### DOCUMENT PASSAGE
--------

June is Immigrant Heritage Month, and no American military conflict was more impacted by immigrants than the American Civil War. Roughly a quarter of the United States forces were immigrants, giving the Union a decided manpower advantage over the Confederacy. This month I want to talk about an immigrant who came to America before the Civil War, served in the United States Army, and continued to serve his adopted country after the war.

When Felix Brannigan wrote to his sister in the summer of 1862 he probably did not think that anyone outside of his immediate family circle would see his soldier’s letter home. Brannigan was part of the Union Army of the Potomac that had failed days earlier to capture the Confederate capital of Richmond, Virginia. The Irish immigrant had heard that a series of Union defeats was pushing President Lincoln towards the emancipation of the slaves. Brannigan denounced this possibility in the most racist language possible in what he assumed was a private note to his loved one. He could not know that it would be reprinted more than a dozen times in history books.

Felix Brannigan was an early volunteer in the Union army. He joined the army in Pittsburgh, Pennsylvania, on April 22, 1861. Although he signed-up for the army in Pennsylvania, his unit was incorporated into the 74th New York Volunteer Infantry, part of New York’s Excelsior Brigade.

Brannigan was white-hot with hatred for the Southern aristocrats who had led the secession movement as well as for native-born New Yorkers who failed to enlist in the army to save their country. Brannigan wrote that “It makes even a foreigners blood boil to look at the apathy” of men unwilling to risk their lives to preserve “a country which is looked upon by the oppressed of all nations as a haven of liberty.” He insisted that the Union would win the war if the men of the North enlisted en masse.

--------

### DATA EXCERPTS
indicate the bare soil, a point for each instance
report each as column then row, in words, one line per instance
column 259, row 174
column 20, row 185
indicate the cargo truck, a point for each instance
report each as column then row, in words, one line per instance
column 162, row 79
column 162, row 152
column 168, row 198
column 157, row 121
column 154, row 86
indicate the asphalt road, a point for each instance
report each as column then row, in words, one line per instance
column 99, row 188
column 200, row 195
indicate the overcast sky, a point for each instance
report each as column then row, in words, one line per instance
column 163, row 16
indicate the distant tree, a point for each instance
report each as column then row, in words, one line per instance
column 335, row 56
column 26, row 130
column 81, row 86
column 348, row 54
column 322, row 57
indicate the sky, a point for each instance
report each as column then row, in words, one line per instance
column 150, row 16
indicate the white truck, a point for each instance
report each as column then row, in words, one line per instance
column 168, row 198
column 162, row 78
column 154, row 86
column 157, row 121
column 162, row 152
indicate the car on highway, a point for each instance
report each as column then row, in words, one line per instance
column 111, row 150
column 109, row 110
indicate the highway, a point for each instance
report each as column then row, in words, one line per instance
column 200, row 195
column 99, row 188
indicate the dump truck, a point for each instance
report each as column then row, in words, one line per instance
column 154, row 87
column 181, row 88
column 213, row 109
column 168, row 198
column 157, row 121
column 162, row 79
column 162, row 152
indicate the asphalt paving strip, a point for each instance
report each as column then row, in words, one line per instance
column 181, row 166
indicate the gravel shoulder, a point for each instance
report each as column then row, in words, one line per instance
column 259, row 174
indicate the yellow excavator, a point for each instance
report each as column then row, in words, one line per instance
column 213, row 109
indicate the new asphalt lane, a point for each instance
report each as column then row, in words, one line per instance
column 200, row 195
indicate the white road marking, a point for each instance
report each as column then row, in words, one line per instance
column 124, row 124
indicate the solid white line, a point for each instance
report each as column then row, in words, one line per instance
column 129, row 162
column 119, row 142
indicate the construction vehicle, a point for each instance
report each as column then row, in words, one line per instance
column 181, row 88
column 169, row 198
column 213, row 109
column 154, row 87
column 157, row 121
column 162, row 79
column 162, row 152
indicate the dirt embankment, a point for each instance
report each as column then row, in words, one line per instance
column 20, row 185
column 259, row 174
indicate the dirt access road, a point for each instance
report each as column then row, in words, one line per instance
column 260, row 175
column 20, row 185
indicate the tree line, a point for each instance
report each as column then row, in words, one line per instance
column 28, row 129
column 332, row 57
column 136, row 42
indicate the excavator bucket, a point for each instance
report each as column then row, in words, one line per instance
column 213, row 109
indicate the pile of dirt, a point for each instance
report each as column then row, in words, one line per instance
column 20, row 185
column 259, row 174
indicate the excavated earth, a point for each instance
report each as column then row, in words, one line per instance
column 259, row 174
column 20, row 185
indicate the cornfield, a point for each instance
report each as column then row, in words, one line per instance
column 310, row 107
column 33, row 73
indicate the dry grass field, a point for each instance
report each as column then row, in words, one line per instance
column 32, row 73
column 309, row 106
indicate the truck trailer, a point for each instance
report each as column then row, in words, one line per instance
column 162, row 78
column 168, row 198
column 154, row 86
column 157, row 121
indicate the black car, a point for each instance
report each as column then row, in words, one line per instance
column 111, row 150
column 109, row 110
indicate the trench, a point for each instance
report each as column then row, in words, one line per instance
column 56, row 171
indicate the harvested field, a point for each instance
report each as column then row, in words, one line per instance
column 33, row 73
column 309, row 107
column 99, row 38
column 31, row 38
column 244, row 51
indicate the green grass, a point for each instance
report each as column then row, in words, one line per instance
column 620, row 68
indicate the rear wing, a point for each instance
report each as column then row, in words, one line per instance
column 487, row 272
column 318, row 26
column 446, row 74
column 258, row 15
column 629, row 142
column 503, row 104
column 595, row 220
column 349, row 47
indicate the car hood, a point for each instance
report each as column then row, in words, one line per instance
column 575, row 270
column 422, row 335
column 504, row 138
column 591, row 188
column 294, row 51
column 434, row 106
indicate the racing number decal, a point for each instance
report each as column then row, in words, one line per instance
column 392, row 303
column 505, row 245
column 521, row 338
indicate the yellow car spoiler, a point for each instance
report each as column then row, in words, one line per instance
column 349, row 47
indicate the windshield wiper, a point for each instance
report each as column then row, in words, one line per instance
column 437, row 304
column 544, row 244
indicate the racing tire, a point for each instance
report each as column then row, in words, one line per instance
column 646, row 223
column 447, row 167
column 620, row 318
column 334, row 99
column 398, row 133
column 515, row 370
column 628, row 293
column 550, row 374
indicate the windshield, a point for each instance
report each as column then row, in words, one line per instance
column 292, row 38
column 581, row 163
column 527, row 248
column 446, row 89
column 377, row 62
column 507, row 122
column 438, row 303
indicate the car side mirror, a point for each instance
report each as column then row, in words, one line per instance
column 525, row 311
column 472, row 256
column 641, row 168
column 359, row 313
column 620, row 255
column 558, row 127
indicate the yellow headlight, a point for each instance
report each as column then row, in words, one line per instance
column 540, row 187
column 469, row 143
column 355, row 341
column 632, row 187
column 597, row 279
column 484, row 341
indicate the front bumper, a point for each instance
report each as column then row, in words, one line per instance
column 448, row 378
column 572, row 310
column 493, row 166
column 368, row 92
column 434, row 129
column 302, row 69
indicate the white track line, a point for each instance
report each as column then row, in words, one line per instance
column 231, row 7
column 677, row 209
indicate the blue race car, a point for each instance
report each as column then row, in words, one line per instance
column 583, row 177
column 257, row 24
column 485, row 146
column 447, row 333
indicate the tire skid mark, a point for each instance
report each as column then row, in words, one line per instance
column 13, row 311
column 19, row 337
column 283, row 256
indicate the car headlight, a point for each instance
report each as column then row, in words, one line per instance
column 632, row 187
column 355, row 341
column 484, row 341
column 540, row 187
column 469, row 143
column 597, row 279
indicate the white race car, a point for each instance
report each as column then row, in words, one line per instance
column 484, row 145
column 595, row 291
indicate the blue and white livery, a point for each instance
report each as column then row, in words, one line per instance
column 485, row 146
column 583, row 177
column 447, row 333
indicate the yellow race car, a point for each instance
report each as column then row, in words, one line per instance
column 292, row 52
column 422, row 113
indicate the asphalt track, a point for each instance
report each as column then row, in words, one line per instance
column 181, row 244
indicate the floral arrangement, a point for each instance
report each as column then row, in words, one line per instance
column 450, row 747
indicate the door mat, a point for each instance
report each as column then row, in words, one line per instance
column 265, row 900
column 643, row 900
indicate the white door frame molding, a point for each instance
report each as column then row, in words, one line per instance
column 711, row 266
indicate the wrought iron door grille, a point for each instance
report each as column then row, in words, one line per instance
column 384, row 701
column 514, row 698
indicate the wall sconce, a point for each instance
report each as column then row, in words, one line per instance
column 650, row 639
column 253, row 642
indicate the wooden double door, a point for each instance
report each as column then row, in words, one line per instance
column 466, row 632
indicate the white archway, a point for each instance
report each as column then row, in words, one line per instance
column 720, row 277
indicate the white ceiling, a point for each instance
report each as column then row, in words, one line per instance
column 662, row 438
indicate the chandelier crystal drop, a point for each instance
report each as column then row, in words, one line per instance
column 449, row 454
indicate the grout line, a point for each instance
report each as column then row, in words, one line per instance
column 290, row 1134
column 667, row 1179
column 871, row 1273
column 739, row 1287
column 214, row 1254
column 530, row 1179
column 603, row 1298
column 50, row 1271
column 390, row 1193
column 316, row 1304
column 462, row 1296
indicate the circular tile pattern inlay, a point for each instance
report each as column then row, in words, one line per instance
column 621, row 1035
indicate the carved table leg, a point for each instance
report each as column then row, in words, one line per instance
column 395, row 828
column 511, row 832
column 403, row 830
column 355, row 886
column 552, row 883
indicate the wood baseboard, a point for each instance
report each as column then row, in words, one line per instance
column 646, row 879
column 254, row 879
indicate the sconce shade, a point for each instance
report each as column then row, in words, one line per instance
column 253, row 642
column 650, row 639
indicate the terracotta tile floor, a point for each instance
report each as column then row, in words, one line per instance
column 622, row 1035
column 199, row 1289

--------

### REQUIRED TASK A
In the Felix Brannigan passage, on what date did Brannigan join the army?
### REQUIRED TASK B
Write out the Felix Brannigan passage, beginning at the words "June is Immigrant" and stopping after "after the war.", and switch "Civil War" to "War Between the States" throughout.
### REQUIRED TASK C
For each statement, say yes or no according to the Felix Brannigan passage, and quote the words that decide it. (i) Brannigan joined the army in New York City. (ii) Roughly a quarter of the United States forces were immigrants. (iii) Brannigan's letter to his sister was later reprinted more than a dozen times in history books.
These records were taken from a different source than the Felix Brannigan passage.

### TASK ANSWER A
April 22, 1861

### TASK ANSWER B
June is Immigrant Heritage Month, and no American military conflict was more impacted by immigrants than the American War Between the States. Roughly a quarter of the United States forces were immigrants, giving the Union a decided manpower advantage over the Confederacy. This month I want to talk about an immigrant who came to America before the War Between the States, served in the United States Army, and continued to serve his adopted country after the war.

### TASK ANSWER C
(i) No: "He joined the army in Pittsburgh, Pennsylvania, on April 22, 1861."
(ii) Yes: "Roughly a quarter of the United States forces were immigrants"
(iii) Yes: "it would be reprinted more than a dozen times in history books."